— Supplied records —
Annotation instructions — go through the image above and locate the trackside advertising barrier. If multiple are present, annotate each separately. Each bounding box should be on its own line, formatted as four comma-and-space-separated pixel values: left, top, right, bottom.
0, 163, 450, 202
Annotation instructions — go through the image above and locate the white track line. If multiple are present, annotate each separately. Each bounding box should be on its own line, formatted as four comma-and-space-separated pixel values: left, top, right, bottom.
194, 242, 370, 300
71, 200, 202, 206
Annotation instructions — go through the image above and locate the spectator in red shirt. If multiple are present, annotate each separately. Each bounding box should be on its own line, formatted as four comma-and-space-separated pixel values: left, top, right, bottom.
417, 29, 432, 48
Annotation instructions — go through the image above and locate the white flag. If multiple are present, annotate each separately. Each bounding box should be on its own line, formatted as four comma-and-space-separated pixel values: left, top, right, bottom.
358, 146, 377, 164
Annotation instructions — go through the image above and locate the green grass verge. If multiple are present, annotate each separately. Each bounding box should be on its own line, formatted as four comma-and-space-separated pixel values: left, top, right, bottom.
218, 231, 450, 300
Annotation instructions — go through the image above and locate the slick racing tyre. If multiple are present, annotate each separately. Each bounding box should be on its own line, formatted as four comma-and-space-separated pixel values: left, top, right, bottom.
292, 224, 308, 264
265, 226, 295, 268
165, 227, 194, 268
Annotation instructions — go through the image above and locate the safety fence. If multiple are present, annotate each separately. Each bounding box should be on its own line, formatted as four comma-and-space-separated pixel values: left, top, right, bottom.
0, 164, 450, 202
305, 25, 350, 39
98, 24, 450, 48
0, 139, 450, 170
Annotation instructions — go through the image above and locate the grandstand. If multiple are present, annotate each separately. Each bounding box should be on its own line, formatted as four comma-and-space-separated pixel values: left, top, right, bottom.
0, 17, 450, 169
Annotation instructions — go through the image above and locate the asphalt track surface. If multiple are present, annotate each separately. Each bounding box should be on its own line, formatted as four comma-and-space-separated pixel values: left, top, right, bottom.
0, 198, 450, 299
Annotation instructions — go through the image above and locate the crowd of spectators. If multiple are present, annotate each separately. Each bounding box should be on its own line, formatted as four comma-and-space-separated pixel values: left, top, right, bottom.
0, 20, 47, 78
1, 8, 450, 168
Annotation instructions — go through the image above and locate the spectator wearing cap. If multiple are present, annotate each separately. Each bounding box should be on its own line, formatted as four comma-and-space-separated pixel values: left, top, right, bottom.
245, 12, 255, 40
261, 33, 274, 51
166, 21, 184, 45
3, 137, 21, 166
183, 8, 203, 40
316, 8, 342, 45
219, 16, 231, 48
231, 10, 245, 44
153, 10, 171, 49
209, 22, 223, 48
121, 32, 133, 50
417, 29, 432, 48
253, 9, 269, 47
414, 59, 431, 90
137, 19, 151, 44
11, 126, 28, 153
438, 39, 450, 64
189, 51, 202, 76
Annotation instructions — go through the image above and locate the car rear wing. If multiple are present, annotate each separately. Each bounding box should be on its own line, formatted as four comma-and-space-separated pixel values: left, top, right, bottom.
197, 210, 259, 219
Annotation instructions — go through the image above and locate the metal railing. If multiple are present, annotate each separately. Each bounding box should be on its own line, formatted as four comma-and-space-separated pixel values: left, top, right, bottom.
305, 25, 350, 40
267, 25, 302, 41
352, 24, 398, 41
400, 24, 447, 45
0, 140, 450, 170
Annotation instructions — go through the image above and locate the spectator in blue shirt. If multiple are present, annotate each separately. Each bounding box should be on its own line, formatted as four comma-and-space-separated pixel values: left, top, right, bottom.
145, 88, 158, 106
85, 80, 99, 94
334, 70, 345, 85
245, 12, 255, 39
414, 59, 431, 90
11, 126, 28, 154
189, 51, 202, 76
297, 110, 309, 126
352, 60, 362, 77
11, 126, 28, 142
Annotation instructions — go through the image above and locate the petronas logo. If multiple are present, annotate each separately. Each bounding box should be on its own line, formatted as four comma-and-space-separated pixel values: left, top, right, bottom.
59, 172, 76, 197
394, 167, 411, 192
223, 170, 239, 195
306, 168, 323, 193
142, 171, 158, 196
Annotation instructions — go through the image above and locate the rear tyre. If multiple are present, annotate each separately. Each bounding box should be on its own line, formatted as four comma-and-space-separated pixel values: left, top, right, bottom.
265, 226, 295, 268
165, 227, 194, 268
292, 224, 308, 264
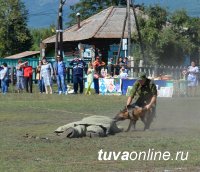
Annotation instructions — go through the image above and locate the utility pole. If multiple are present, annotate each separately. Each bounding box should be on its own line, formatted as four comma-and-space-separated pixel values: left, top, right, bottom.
127, 0, 131, 56
55, 0, 66, 58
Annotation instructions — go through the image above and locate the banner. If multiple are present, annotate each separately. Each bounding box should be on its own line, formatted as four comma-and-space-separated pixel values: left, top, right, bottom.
99, 78, 122, 95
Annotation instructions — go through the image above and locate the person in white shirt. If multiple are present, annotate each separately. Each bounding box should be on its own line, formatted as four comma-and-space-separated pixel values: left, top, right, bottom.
187, 61, 199, 96
119, 66, 128, 79
0, 63, 9, 94
40, 58, 53, 94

— Given exercise —
Render the material from the line containing "locate the safety" through the line containing "1, 8, 450, 168" as a two-column CSV with the headers text and answer, each row pairing one text with its full answer. Put each value in a single quoted field, with line breaks replaced by spaces.

— Answer to this problem —
text,answer
"Annotation instructions — go through the image above and locate the safety fence. If multiple are present, annotate each separately. Each bounding box should be on its own line, formatted as four comma-and-space-separated pixel values: left, top, right, bottom.","0, 164, 450, 202 305, 25, 350, 39 98, 24, 450, 48 0, 139, 450, 170"
"Annotation instructions — go through the image above and locate the grandstand. If multiple are present, annotate each separately. Each bounding box should be on its own line, formatted as four comma-and-space-separated pixel values: left, top, right, bottom.","0, 17, 450, 169"
"Annotation instructions — go through the image above and locate the asphalt track surface. If multiple are present, annotate each separately. Each bounding box should be on its own line, formatted as four comma-and-space-separated pixel values: left, top, right, bottom.","0, 198, 450, 299"
"Annotation instructions — go through the image above and locate the crowd of spectators. If multiple are present, annotate each separately. Each bounding box should be on its own line, formatted as four comma-and-space-separated pixel values: left, top, right, bottom.","0, 20, 47, 78 1, 8, 450, 168"